◆ Exercise objective
Rewrite the data below as a numbered list with one entry per line, leaving out blank lines and the pictures.

◆ Provided entries
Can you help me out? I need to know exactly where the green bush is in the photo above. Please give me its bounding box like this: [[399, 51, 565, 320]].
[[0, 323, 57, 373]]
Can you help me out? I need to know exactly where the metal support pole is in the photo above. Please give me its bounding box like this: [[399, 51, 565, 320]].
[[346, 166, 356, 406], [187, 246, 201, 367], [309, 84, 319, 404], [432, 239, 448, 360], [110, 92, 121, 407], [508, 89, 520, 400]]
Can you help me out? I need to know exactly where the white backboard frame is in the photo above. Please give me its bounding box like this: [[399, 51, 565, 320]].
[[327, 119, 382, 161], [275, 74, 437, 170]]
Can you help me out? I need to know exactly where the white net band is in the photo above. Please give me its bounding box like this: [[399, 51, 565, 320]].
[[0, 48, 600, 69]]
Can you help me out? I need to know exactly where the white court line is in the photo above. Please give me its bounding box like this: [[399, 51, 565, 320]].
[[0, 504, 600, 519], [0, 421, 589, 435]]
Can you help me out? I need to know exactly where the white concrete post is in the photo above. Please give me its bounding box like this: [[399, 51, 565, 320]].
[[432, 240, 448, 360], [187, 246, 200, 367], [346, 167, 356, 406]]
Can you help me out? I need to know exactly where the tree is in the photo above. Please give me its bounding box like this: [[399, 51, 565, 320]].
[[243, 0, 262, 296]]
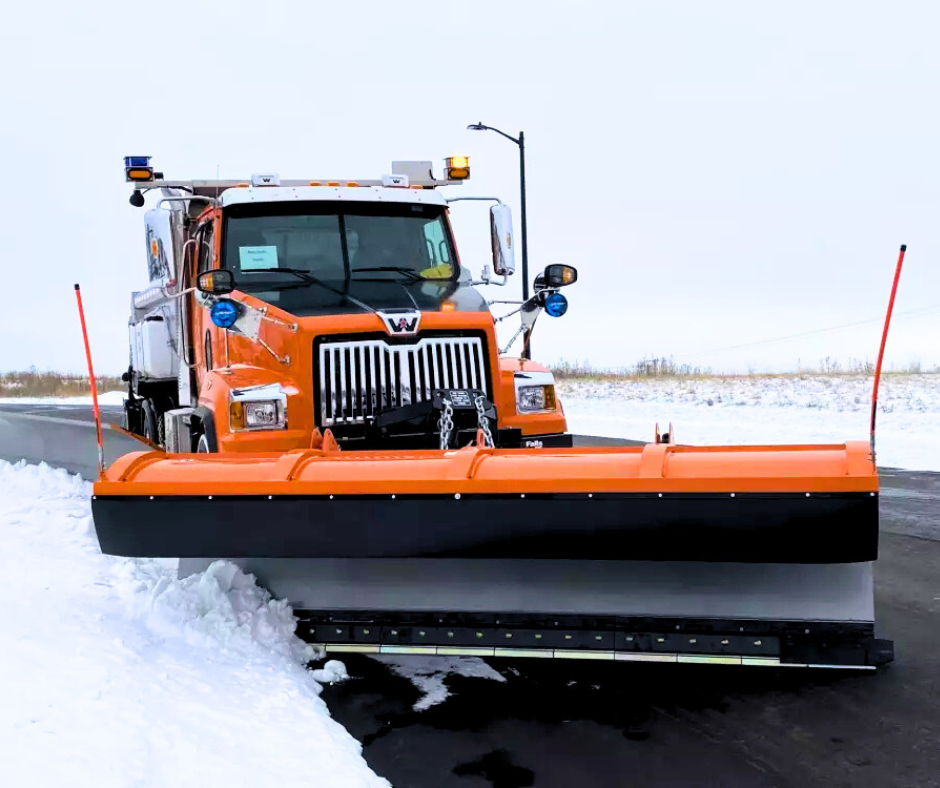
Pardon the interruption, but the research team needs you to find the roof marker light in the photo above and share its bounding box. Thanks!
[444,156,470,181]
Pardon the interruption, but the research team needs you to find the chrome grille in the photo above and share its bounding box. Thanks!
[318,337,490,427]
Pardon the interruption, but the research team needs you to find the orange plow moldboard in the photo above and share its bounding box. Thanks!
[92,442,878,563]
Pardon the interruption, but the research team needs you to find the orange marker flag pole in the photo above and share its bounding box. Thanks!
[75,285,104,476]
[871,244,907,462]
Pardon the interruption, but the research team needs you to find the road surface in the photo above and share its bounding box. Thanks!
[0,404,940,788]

◆ Written reply
1. Can you help me out? I need to know exactly where the green bush is in the photo above. Please give me its bounding box like this: [[399, 51, 565, 320]].
2. [[0, 323, 57, 373]]
3. Can you help me out? I need to know exactly where the metal support pole is in the photo above. Please give me its bounding box like this: [[399, 51, 565, 320]].
4. [[346, 166, 356, 406], [187, 246, 201, 367], [309, 84, 319, 404], [432, 239, 448, 360], [110, 92, 121, 407], [508, 89, 520, 400]]
5. Can you help me out? I need to know exactly where the white backboard frame is in the photo above. Please give me its bounding box like this: [[399, 51, 565, 320]].
6. [[327, 119, 382, 161], [275, 74, 437, 170]]
7. Can you help me out? I need to know exactly where the white net band is in the photo above. Please give me its bounding box like this: [[399, 51, 565, 320]].
8. [[0, 48, 600, 69]]
9. Can you help me out? I need to know exactly where the white court line is in the photo above. Please give me its bounding box like this: [[399, 51, 565, 320]].
10. [[0, 504, 600, 519], [0, 421, 589, 435]]
11. Can you help me out? I need to know exactly where the white concrete post is in the photo above. Please give me its bounding box like this: [[399, 51, 565, 320]].
12. [[432, 240, 448, 360], [187, 246, 200, 367], [346, 167, 356, 406]]
13. Can you help me out? I need to know exactly where the tree is in the photo above. Please give me its bounding box like this: [[399, 51, 565, 320]].
14. [[243, 0, 262, 296]]
15. Pardon the interruption, but the research team needs you to find the roof marker light in the photo above and share its bounding box. Thanks!
16. [444,156,470,181]
17. Pardon the interruption, but the research team needs you to find the chrome grille in the photo above and share its bounding box. Thanks!
18. [318,337,490,427]
19. Pardon the interruption, but the research team needs you to find the orange plow moldboard in the photo above and share its bounding box. Thanks!
20. [92,442,878,563]
21. Pardon the interruption, but the research team needs you to find the orange marker flag pole in the photo above and share its bounding box. Thanks!
22. [75,285,104,476]
23. [871,244,907,462]
24. Pardon the interruption, but the research team needs you to find the road surface in the photo above and share its bounding box. Thanks!
25. [0,404,940,788]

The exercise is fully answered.